SUPPLIED PASSAGE:
-- -- --
10-20-2008, 01:53 PM
Quote:Britain's diabetes population has risen by more than 167,000 since last year, figures show.
The total number of sufferers is now almost 2.5 million with the latest increase more than double the 2006 to 2007 rise of 83,000.
In England, an almost seven per cent increase means the number of people with diabetes has passed two million for the first time, the charity Diabetes UK said.
Over the same period the proportion of people with diabetes rose by 6.8 per cent in Northern Ireland and six per cent in Wales.
Scotland experienced the biggest rise in the UK - 16.7 per cent - partly due to improved recording of cases.
Almost nine in 10 diabetes sufferers have the type 2 form of the disease which is strongly associated with obesity and lifestyle.
There are around five million obese people in the UK, compared with almost 4.8 million last year.
Douglas Smallwood, chief executive of Diabetes UK, said: "These are truly alarming figures.
"Part of why we have seen such a huge increase can be attributed to improved screening from healthcare services and greater awareness amongst those at high risk of type 2 diabetes.
"However, there is no getting away from the fact that this large increase is linked to the obesity crisis."
He added: "Diabetes is one of the biggest health challenges facing the UK today.
"It causes heart disease, stroke, amputations, kidney failure and blindness, and more deaths than breast and prostate cancer combined.
-- -- --
LISTED ENTRIES:
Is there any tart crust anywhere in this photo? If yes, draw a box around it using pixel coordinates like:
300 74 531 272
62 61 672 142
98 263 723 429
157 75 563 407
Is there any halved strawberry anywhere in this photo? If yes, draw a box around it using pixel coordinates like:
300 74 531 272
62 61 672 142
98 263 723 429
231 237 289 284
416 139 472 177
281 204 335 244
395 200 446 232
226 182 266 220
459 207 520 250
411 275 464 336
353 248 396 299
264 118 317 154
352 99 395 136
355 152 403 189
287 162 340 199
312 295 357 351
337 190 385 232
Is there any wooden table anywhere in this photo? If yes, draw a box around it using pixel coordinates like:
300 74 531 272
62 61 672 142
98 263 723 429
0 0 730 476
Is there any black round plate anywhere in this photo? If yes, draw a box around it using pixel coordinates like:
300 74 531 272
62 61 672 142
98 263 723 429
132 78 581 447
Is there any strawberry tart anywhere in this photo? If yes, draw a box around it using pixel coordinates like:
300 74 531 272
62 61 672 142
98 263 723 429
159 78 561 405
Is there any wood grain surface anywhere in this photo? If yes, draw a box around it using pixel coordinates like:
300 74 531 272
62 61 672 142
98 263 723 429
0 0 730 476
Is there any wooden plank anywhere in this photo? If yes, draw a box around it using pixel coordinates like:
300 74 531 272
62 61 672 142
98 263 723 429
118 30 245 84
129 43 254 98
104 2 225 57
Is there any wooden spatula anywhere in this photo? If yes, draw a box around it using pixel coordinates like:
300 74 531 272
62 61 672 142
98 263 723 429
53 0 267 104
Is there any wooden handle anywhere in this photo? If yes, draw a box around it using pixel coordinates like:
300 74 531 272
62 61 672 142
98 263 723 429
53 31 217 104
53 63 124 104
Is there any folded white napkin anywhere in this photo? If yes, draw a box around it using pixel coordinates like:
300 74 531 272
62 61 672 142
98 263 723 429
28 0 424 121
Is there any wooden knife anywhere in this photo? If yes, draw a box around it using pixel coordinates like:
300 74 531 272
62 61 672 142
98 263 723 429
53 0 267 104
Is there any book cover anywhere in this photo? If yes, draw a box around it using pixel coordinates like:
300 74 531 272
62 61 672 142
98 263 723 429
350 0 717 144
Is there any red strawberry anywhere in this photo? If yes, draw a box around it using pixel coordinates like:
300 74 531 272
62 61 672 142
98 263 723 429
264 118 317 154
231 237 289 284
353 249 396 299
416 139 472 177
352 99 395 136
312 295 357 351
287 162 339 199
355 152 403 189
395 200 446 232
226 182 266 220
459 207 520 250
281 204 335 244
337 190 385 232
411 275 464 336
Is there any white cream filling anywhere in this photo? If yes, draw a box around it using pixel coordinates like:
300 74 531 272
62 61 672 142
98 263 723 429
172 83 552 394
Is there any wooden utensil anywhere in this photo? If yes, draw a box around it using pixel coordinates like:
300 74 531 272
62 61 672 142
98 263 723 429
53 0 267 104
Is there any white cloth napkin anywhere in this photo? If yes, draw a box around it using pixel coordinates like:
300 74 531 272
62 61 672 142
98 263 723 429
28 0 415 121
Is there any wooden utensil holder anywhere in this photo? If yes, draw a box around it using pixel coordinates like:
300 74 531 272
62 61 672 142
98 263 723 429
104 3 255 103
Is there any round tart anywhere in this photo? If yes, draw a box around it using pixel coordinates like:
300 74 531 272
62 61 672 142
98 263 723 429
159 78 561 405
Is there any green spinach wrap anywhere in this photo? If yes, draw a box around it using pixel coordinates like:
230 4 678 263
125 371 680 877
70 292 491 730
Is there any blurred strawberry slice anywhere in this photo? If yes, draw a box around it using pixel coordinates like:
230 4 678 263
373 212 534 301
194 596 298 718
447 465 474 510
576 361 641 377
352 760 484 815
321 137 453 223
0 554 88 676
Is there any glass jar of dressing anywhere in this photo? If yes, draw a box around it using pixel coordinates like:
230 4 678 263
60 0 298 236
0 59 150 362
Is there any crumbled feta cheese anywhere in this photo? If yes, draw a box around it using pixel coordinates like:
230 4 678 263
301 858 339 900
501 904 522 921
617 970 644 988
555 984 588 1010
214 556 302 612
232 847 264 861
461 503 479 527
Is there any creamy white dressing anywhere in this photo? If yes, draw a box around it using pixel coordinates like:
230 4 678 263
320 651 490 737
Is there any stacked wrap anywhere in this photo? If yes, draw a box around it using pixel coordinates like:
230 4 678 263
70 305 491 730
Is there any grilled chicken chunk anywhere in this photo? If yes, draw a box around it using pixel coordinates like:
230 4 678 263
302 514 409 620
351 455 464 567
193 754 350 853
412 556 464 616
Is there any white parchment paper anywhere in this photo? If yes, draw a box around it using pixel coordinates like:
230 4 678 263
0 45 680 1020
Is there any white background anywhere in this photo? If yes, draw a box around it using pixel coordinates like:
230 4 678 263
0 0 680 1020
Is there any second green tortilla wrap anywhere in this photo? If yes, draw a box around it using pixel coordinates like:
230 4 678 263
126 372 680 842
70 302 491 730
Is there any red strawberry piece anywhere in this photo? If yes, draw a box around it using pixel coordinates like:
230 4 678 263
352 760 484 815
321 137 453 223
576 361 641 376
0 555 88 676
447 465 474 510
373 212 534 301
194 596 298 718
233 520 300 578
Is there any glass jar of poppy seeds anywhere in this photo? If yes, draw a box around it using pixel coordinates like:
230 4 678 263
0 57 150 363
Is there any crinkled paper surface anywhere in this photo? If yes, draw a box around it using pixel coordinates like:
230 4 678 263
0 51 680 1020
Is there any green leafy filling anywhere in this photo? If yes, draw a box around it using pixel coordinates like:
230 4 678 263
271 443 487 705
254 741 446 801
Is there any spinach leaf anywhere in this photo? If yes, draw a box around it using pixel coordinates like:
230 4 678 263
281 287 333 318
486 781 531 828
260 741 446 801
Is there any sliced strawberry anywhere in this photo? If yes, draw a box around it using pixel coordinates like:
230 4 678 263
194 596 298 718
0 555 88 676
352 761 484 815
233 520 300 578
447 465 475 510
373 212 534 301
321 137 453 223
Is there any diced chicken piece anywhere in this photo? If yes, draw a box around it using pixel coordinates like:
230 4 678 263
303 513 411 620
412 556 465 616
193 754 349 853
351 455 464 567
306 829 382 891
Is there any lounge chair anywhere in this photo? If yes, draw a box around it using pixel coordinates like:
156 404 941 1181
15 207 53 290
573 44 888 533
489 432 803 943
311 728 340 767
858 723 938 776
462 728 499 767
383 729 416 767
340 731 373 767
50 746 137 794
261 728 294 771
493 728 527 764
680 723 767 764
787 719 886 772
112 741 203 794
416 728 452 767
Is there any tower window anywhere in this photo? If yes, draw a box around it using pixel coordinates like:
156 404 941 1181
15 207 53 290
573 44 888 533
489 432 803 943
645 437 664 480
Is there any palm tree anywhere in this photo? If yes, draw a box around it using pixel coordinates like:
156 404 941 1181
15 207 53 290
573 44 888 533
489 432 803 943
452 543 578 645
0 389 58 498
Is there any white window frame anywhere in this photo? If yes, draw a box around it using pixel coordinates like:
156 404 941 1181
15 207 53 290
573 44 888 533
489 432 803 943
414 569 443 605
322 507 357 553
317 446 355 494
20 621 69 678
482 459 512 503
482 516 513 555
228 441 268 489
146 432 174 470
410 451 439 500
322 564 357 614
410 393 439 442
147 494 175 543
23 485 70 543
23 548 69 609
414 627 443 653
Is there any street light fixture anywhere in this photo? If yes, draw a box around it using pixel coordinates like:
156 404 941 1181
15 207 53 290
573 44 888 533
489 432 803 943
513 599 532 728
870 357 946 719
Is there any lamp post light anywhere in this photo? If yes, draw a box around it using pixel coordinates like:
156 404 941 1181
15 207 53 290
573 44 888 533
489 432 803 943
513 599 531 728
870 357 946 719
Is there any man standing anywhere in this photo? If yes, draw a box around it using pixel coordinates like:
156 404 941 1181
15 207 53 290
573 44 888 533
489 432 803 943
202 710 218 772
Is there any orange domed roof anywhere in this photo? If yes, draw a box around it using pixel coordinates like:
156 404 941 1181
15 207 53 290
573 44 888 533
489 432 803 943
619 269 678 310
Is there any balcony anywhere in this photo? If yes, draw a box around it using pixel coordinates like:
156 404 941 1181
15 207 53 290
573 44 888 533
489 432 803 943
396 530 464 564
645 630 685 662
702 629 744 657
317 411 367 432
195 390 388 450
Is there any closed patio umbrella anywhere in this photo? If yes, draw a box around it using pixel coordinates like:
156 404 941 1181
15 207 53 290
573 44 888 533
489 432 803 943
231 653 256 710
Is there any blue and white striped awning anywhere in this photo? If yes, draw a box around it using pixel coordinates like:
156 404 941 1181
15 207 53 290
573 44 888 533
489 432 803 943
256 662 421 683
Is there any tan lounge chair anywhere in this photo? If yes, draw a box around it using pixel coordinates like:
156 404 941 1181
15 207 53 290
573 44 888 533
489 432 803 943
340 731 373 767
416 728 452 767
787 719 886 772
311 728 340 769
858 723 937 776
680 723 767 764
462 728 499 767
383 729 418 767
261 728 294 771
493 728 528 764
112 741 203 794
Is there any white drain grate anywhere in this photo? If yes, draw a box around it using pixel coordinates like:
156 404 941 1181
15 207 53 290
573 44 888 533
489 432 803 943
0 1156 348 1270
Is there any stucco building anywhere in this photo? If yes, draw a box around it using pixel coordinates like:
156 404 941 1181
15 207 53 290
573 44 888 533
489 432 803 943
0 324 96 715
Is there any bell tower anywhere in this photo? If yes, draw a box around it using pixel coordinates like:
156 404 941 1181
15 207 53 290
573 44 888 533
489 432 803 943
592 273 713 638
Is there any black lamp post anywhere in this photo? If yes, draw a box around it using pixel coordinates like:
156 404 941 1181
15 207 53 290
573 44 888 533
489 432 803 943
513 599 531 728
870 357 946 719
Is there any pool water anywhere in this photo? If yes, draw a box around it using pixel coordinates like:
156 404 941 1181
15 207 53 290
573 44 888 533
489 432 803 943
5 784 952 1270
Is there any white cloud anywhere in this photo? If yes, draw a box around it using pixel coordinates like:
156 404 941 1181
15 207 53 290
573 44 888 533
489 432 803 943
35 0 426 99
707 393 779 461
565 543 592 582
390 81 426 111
-- -- --
INSTRUCTIONS:
(1) Answer from the diabetes report:
(a) What is the total number of people with diabetes in Britain now?
(b) Which part of the UK had the biggest rise, and by what percentage?
(c) About how many obese people are there in the UK?
(2) Resume the diabetes report, continuing on from its final sentence.
The lines have no connection to the diabetes report.

PER-TASK OUTPUTS:
(1)
(a) Almost 2.5 million.
(b) Scotland, with a rise of 16.7 percent.
(c) Around five million.

(2)
"The NHS already spends one million pounds an hour on diabetes. The soaring diabetes prevalence will continue to put a massive strain on an already struggling NHS and unless it can respond, people's health could spiral downwards.
"We need to do all we can to raise awareness of the seriousness of diabetes and help people understand how a healthy lifestyle can help reduce their risk of developing type 2 diabetes."
As well as the people diagnosed with the disease, there are thought to be more than 500,000 people in the UK who have type 2 diabetes but do not know it.
The condition can go undetected for up to 10 years.
Half of people with the disease already have symptoms and complications by the time they are diagnosed, according to Diabetes UK.
The charity recently launched its Silent Assassin awareness campaign to promote awareness of diabetes and its effects.